Job: Quote exactly, and only, the lines from the one with "provide the segmentation of goalie pants, every" through the end of the listing.

Task material:
#####
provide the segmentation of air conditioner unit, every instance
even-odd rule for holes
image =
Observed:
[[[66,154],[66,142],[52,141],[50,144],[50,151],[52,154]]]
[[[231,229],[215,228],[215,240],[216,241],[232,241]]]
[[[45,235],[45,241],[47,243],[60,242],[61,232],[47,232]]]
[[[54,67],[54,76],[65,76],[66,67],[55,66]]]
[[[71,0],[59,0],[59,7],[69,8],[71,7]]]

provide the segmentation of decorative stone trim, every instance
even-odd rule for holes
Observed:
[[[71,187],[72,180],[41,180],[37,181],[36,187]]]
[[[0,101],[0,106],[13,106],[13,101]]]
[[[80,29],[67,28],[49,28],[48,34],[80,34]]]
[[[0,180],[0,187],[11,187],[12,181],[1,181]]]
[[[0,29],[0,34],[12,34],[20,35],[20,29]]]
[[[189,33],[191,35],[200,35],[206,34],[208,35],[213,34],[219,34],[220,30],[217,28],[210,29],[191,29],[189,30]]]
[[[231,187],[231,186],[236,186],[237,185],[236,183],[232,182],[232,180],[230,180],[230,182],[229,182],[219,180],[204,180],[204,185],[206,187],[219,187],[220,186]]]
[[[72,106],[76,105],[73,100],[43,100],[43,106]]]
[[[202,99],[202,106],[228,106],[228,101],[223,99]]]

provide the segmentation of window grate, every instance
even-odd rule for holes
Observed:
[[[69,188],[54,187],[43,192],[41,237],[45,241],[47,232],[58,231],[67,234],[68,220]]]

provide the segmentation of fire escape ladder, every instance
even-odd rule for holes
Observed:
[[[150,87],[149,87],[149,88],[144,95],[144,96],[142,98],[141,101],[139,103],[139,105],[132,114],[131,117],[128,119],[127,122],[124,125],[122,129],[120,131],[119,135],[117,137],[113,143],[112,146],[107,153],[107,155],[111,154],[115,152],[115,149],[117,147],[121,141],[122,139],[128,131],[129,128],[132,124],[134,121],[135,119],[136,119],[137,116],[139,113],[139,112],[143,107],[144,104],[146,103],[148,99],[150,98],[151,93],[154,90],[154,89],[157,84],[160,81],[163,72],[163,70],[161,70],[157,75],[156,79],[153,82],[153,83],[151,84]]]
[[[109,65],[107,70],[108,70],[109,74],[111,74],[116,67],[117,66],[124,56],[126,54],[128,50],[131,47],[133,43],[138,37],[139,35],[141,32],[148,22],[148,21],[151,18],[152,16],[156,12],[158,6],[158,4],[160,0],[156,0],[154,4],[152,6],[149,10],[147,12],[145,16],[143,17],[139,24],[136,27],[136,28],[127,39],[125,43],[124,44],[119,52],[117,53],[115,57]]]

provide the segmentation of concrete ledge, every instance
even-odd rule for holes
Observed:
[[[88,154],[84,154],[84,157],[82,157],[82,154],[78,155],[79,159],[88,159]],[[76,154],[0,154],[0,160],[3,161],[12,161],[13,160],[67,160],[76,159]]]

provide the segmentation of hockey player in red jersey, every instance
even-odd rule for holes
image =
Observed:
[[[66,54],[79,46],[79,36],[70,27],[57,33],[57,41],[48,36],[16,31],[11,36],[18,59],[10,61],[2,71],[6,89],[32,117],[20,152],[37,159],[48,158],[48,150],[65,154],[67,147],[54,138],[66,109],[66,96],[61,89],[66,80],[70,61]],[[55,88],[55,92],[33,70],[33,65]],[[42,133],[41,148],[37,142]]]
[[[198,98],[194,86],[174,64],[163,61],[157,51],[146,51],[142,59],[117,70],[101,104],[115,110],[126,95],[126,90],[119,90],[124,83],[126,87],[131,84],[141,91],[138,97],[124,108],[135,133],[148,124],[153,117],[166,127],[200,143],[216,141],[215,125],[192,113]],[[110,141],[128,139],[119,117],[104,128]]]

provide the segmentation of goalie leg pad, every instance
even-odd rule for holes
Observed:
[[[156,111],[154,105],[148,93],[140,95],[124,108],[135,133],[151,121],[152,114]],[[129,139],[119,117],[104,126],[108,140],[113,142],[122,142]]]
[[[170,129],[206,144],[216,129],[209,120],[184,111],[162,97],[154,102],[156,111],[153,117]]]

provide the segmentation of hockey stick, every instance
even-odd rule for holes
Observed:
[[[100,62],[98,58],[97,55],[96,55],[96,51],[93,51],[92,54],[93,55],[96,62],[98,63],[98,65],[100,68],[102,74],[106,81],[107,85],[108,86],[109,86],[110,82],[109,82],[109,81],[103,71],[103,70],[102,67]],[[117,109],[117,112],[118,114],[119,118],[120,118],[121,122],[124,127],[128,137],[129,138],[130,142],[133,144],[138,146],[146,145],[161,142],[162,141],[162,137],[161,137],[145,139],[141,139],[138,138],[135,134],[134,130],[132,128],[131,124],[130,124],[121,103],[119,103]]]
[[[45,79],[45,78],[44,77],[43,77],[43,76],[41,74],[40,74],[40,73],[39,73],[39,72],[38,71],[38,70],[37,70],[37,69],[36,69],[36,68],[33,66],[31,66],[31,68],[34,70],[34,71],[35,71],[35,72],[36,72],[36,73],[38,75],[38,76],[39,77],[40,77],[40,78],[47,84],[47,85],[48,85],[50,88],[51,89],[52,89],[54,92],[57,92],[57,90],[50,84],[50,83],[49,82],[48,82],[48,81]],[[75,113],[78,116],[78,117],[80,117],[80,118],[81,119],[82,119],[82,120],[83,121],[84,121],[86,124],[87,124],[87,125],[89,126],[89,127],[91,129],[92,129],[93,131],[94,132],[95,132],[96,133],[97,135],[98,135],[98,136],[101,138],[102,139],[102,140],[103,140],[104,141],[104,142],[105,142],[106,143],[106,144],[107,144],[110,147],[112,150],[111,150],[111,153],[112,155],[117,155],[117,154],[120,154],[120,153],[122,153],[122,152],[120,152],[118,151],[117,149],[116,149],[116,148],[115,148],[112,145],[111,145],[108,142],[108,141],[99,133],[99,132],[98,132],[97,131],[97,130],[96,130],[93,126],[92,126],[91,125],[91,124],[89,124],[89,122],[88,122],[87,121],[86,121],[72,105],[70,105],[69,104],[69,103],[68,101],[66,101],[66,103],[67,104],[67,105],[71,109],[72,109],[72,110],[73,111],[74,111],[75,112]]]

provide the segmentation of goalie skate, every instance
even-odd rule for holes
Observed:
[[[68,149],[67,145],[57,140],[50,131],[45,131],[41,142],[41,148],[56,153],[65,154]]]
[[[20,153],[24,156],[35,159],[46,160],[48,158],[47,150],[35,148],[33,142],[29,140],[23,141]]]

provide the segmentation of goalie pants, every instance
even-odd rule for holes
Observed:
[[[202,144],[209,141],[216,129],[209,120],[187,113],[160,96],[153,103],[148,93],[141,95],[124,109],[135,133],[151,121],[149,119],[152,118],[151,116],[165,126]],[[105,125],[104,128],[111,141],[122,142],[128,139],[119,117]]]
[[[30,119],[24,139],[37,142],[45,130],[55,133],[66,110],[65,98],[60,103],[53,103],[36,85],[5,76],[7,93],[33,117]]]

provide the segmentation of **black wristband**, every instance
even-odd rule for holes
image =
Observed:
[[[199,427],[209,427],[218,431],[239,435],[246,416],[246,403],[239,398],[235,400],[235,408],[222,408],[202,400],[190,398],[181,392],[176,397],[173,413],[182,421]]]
#####
Correct output:
provide the segmentation of goalie pants, every instance
even-odd rule for holes
Observed:
[[[202,144],[209,141],[216,129],[209,120],[187,113],[160,96],[153,103],[148,93],[141,95],[124,109],[135,133],[151,121],[149,119],[152,118],[151,116],[165,126]],[[105,125],[104,128],[111,141],[122,142],[128,139],[119,117]]]
[[[30,119],[24,139],[37,142],[45,130],[55,133],[66,110],[65,98],[60,103],[53,103],[36,85],[5,76],[7,93],[33,117]]]

provide the segmentation of **black wristband**, every instance
even-odd rule for holes
image =
Observed:
[[[199,427],[209,427],[218,431],[239,435],[246,416],[246,403],[239,398],[235,400],[235,408],[222,408],[202,400],[190,398],[181,392],[176,397],[173,413],[182,421]]]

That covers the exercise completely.